● **ЗАДАНИЕ 1**
Переведите на английский язык предложение из отрывка о фотографах на Играх: «Они послушались и выстроились в ряд».
● **ЗАДАНИЕ 2**
Повторите дословно часть отрывка о фотографах на Играх, начиная со слов «Между тем случались» и заканчивая словами «совсем не было?».

● **ИСХОДНЫЙ ТЕКСТ**
■ ■ ■ ■

Между тем случались непростые ситуации. Скажем, на финал мужского бега на 100 метров пришли практически все аккредитованные на Играх фотографы, триста или четыреста человек. В те времена ни у кого преимущественных прав не было: фотокорреспонденты болтались в районе финиша и каждый норовил занять место получше. И вот они снарядили ко мне делегацию: мол, что делать, сейчас откроют ворота на стадион и начнется драка. «У нас, русских, в таких случаях есть проверенный способ: надо встать в очередь, — говорю. — Кто пришел последним, тот сам виноват». Они послушались и выстроились в ряд. Ворота открыли, и мы всех пропустили — но не толпой, а одного за другим, по порядку. Фотографы заняли места согласно очередности прихода, и всё прошло гладко.

— Неужели никаких инцидентов совсем не было?

■ ■ ■ ■

● **ИЗВЛЕЧЁННЫЕ ДАННЫЕ**
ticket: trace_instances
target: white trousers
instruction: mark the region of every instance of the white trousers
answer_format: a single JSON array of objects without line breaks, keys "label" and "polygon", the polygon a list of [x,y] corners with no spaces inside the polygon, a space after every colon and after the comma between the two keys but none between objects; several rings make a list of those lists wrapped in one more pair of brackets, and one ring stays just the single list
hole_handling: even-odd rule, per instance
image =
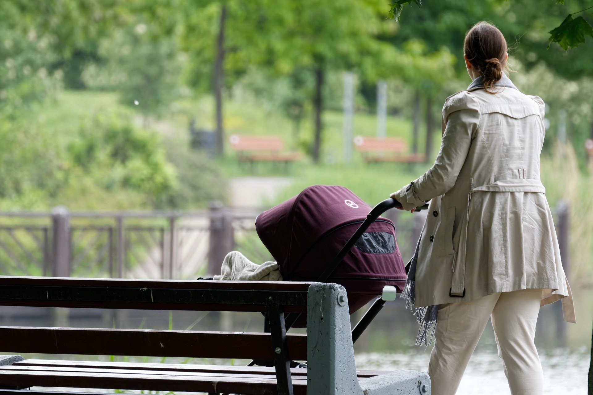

■ ■ ■ ■

● **РЕШЕНИЕ 1**
They did as they were told and lined up in a row.

● **РЕШЕНИЕ 2**
Между тем случались непростые ситуации. Скажем, на финал мужского бега на 100 метров пришли практически все аккредитованные на Играх фотографы, триста или четыреста человек. В те времена ни у кого преимущественных прав не было: фотокорреспонденты болтались в районе финиша и каждый норовил занять место получше. И вот они снарядили ко мне делегацию: мол, что делать, сейчас откроют ворота на стадион и начнется драка. «У нас, русских, в таких случаях есть проверенный способ: надо встать в очередь, — говорю. — Кто пришел последним, тот сам виноват». Они послушались и выстроились в ряд. Ворота открыли, и мы всех пропустили — но не толпой, а одного за другим, по порядку. Фотографы заняли места согласно очередности прихода, и всё прошло гладко.

— Неужели никаких инцидентов совсем не было?